*Hedef:* Aşağıdaki ifadeler, değişen uluslararası dengeler üzerine olan metinle uyuşuyor mu? Her birine evet ya da hayır deyin ve kararı belirleyen sözleri metinden birebir alıntılayın. (a) Çin'in dünya GSMH'sindeki payı 2018'de yüzde 15,86'ya ulaştı. (b) ABD'nin dünya ticaretindeki payı 1990 ile 2018 arasında arttı. (c) Çin'in GSMH payına ilişkin rakamlar Dünya Bankası verilerine dayanıyor.

Değişen uluslararası dengeler
Soğuk Savaşın sona ermesi sonrasında Çin’de iki kutupluluktan çok kutupluluğa geçiş tartışmasını başlatmışsa da, uluslararası sistem ekonomik ve politik olarak tek kutuplu bir sisteme dönüştü. Fakat artık ABD önderliğinde ağır aksak devam etmekte olan mevcut uluslararası sistemde rol dağılımı, Çin’in uluslararası sistemde özellikle küresel ekonomide payını arttırması ile yeniden ama kendiliğinden yapılmaya başlandı. Küresel ekonomideki bazı rakamlar ne demek istediğimi ve ABD küresel ekonomik hegemonyasının Çin tarafından nasıl tehdit edildiğini daha açık bir şekilde göstereceğini düşünüyorum. Dünya Bankası verilerine göre, Çin’in 1990’da reel Gayri Safi Milli Hasılası (GSMH) toplam dünya GSMH’sinin yüzde 1,6’sını oluştururken, 2018’de payı yüzde 15,86’ya yükseldi. Diğer bir ifade ile Çin’in küresel ekonomideki payı 10 kat arttı. Böylece küresel ekonomide üretilen 6 birim metadan birisi Çin’de üretilir hale geldi. Diğer yandan ABD’nin küresel ekonomideki payı 1990’da yüzde 26,4 iken 2018’e gelindiğinde yüzde 23,8’e geriledi. GSMH’ye ek olarak dünya ticaret paylarındaki değişim daha dikkat çekici. 1990’da Çin’in dünya ticaretindeki payı yüzde 1,78 iken bu oran 2018’de yüzde 12,68’e yükseldi. ABD’nin ise 1990’daki payı yüzde 11,35 iken 2018’de yüzde 8,48’e düştü. Ayrıca belirtmek gerekir ki, yükselen güç Çin KYG, AIIB gibi ekonomi bazlı girişimleri ile küresel ekonomideki payını daha fazla arttırması kaçınılmaz. Bu rakamlarında gösterdiği gibi Dünya ekonomisi ciddi bir değişim ve dönüşüm içerisinde ve Çin’in payı daha da artacak.

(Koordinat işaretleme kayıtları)
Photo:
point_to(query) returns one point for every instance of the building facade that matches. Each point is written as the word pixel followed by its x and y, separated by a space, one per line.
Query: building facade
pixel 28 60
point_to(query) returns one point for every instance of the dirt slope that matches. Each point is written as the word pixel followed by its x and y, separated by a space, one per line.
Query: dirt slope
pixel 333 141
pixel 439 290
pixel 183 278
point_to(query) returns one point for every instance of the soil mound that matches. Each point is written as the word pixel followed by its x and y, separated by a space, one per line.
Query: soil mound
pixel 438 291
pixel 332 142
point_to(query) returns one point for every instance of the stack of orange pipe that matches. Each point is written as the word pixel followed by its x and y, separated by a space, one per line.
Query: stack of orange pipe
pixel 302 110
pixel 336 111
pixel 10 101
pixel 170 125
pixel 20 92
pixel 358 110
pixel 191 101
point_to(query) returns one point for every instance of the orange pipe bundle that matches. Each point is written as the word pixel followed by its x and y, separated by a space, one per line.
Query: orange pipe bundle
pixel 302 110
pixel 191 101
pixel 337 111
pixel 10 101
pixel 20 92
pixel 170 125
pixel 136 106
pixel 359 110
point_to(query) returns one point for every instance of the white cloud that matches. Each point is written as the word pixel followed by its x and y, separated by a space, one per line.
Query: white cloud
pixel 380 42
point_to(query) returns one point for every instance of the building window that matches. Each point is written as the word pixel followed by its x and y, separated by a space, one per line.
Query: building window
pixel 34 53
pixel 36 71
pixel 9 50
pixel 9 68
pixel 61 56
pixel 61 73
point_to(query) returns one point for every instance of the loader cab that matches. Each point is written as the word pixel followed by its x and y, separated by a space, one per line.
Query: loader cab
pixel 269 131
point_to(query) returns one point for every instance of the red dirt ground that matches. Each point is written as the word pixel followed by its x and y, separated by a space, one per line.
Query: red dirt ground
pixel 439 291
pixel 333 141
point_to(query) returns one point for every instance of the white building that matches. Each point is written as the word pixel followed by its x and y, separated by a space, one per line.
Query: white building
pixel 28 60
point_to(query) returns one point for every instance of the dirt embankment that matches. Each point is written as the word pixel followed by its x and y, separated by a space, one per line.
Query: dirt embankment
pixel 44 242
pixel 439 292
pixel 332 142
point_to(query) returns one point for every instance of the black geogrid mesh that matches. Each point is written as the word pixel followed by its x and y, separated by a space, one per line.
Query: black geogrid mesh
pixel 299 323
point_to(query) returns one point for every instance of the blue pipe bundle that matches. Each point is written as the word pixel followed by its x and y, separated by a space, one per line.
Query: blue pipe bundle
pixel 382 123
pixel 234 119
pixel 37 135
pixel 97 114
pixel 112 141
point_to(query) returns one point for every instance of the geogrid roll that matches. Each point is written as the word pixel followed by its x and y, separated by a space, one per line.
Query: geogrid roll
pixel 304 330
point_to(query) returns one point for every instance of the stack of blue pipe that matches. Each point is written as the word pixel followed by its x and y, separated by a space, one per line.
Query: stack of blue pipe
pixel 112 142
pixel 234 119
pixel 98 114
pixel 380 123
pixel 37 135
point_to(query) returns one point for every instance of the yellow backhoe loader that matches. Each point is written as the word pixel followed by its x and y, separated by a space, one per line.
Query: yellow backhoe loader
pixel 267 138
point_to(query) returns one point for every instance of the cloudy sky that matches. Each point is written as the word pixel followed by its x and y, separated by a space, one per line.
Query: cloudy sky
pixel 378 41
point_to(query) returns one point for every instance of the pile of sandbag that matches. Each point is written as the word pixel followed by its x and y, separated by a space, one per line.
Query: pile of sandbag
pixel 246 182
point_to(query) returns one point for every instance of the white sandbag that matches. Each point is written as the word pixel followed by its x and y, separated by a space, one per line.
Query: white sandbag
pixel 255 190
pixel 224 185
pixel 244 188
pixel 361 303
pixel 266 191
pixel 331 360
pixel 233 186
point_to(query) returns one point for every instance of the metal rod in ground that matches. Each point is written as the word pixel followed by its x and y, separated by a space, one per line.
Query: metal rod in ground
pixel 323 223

*Alıştırma çıktısı:*
(a) Evet: "2018’de payı yüzde 15,86’ya yükseldi"
(b) Hayır: "ABD’nin ise 1990’daki payı yüzde 11,35 iken 2018’de yüzde 8,48’e düştü"
(c) Evet: "Dünya Bankası verilerine göre, Çin’in 1990’da reel Gayri Safi Milli Hasılası (GSMH) toplam dünya GSMH’sinin yüzde 1,6’sını oluştururken"